Task description: Pull out every line in the entries below that contains the word "rusty", and list those lines in the order they appear.

[Pointing dataset entries]
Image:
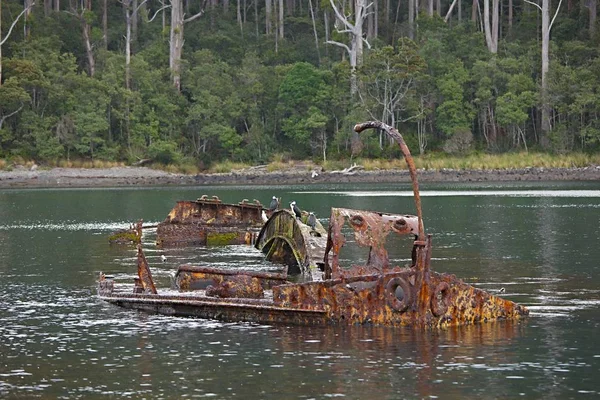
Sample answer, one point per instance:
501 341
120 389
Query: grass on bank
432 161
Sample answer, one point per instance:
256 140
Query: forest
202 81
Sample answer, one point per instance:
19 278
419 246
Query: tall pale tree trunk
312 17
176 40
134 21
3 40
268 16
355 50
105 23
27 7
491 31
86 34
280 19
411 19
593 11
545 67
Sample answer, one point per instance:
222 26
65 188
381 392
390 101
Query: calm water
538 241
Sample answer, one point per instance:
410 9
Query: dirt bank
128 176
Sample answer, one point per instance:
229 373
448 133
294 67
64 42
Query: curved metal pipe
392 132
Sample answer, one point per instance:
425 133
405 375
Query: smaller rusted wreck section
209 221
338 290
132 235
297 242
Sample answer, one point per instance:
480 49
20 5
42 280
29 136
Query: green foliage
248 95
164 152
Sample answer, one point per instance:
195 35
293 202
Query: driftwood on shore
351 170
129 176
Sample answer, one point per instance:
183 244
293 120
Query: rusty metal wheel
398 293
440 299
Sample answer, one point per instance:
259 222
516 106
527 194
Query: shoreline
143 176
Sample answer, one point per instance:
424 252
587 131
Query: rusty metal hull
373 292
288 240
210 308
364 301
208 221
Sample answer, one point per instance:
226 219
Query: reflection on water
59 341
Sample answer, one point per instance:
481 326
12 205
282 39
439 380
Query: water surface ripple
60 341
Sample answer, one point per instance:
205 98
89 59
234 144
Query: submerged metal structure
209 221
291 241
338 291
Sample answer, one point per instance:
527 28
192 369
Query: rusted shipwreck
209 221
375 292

* * *

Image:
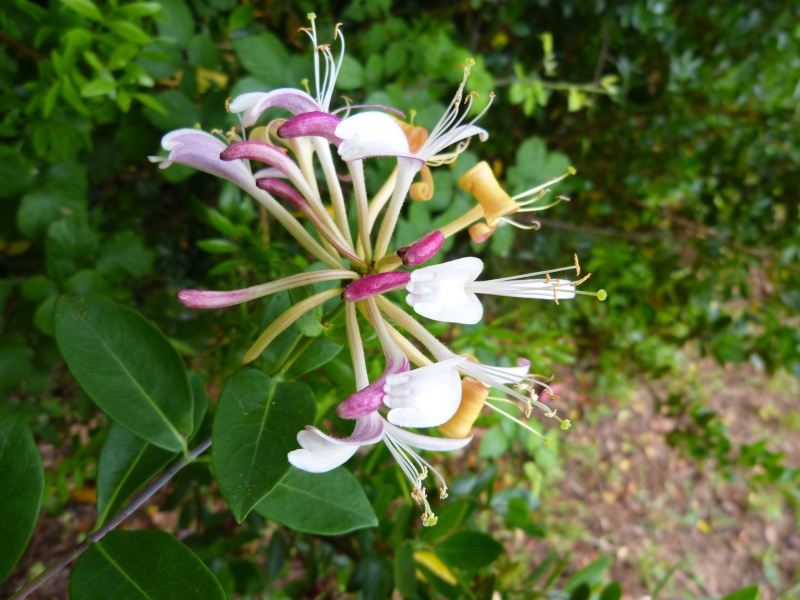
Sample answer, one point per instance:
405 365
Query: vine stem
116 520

Answer to the task:
Query: rusty metal wheel
Query: rusty metal hull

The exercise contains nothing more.